(Records from a point labeling set)
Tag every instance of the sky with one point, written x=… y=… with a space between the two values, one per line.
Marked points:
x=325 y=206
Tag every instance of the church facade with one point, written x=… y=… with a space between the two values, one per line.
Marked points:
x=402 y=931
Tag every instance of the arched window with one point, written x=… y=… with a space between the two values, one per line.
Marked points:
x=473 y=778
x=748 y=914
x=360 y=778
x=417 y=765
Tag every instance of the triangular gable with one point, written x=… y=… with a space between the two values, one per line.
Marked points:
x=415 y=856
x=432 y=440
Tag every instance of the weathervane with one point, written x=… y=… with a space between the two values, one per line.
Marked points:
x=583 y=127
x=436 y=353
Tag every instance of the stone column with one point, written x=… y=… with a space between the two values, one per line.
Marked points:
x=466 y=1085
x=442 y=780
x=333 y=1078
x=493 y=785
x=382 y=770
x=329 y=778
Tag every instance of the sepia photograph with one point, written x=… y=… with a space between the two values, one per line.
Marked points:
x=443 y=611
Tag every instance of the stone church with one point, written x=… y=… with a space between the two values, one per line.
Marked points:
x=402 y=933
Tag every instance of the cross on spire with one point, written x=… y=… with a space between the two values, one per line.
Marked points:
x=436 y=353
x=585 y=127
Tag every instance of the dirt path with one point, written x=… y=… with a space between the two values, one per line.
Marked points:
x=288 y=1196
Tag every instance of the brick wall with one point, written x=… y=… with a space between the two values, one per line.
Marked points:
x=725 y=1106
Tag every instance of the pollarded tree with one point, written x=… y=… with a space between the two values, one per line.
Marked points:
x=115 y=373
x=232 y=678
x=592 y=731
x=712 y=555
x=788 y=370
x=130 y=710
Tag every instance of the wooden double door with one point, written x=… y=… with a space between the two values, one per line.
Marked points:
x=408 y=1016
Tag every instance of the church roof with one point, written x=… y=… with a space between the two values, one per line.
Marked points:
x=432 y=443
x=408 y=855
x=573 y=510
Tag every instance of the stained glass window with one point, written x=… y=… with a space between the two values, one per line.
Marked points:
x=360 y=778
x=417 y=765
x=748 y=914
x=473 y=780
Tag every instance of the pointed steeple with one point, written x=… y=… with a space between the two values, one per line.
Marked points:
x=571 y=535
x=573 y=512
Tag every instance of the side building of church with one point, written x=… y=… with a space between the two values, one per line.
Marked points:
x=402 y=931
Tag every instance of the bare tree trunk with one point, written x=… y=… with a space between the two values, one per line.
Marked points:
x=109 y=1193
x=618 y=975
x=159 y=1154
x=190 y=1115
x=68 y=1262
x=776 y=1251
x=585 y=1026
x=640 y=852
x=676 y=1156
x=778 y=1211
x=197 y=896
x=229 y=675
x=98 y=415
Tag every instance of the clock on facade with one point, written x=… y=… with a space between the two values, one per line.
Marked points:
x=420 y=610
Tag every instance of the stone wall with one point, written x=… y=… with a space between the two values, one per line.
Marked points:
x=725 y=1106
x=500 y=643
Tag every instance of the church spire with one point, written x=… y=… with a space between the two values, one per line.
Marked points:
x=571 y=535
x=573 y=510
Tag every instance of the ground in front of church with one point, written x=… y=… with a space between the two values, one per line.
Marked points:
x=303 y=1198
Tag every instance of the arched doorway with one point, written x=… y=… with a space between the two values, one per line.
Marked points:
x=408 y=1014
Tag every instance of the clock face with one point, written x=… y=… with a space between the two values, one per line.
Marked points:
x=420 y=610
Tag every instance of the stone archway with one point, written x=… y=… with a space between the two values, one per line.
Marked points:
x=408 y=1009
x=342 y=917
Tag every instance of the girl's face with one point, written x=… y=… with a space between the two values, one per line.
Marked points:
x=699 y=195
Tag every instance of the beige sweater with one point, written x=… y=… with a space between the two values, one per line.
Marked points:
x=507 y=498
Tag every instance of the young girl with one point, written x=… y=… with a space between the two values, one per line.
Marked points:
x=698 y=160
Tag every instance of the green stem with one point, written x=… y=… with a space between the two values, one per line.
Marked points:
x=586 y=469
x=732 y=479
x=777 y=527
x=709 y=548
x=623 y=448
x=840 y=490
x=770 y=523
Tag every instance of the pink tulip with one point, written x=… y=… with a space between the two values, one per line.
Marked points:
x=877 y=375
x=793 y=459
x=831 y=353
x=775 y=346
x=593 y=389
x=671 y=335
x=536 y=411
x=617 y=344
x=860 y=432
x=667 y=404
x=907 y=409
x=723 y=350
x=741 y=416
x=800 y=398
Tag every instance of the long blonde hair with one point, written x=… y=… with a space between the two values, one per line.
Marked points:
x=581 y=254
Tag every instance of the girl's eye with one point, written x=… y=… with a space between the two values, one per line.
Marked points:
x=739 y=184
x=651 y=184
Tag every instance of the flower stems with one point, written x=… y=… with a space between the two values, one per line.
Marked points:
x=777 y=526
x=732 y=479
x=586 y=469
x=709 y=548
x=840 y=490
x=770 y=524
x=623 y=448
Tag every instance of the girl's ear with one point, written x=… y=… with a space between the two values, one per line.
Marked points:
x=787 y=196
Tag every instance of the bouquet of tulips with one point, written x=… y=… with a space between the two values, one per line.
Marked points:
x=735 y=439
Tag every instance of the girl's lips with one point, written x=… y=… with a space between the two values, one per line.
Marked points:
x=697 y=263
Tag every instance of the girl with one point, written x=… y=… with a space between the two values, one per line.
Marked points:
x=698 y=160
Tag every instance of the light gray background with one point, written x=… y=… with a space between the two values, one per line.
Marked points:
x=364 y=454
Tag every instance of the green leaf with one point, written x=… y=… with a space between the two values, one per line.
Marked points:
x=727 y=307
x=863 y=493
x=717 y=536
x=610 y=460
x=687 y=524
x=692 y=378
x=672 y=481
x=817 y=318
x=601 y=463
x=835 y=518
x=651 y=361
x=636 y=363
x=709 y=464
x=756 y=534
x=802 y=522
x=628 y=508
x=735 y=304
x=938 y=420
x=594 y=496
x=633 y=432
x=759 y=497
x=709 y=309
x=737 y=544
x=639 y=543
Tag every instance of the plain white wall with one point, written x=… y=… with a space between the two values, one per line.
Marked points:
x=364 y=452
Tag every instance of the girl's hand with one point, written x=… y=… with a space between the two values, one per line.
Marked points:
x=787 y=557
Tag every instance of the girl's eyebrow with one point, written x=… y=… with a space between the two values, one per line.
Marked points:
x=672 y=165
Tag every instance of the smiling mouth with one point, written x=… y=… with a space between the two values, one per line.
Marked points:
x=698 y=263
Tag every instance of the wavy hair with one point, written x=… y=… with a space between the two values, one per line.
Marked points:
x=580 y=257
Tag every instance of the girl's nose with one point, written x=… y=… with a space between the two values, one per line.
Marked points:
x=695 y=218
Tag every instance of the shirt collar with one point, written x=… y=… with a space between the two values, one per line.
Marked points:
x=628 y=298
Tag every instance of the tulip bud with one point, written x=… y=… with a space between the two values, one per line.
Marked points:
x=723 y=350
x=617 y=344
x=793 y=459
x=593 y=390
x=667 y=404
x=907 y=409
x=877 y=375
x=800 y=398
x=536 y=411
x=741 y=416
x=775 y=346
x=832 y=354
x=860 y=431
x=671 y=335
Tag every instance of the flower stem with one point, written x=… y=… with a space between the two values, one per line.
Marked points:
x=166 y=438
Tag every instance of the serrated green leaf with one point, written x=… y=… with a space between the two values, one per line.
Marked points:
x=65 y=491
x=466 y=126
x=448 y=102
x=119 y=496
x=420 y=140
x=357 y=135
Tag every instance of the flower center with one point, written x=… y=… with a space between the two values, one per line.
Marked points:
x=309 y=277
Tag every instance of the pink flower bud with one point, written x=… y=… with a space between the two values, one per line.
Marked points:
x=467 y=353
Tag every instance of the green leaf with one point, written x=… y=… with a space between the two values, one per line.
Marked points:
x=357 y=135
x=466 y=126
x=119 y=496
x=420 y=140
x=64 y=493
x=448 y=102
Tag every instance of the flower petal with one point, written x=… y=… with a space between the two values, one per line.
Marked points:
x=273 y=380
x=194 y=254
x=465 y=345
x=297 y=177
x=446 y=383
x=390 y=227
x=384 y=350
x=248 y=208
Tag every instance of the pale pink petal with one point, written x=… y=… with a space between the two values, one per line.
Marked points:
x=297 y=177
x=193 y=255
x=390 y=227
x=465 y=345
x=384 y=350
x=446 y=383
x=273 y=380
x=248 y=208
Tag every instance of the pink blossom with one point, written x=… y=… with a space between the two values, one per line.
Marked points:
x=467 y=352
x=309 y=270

# What the task asks:
Reproduce without changes the part of the records above that opens with the line containing "Tag every instance of the green stem" and closes with the line containing "x=651 y=184".

# Finished exercise:
Tag every instance of the green stem with one point, written x=… y=… with a space between the two values, one per line.
Marked points:
x=586 y=469
x=732 y=479
x=777 y=527
x=709 y=548
x=623 y=448
x=840 y=490
x=770 y=523
Tag every instance of the pink tulip with one point, written x=… y=… with a space between the two values, one per line.
Marked points:
x=877 y=375
x=793 y=459
x=831 y=353
x=775 y=346
x=593 y=389
x=671 y=335
x=536 y=411
x=617 y=344
x=860 y=432
x=667 y=404
x=907 y=409
x=723 y=350
x=741 y=416
x=800 y=398
Tag every instance of the long blonde hair with one point, written x=… y=… with a space between the two values, one per line.
Marked points:
x=581 y=254
Tag every instance of the girl's eye with one point, written x=… y=… with a space between the two values, one per line.
Marked points:
x=739 y=184
x=651 y=184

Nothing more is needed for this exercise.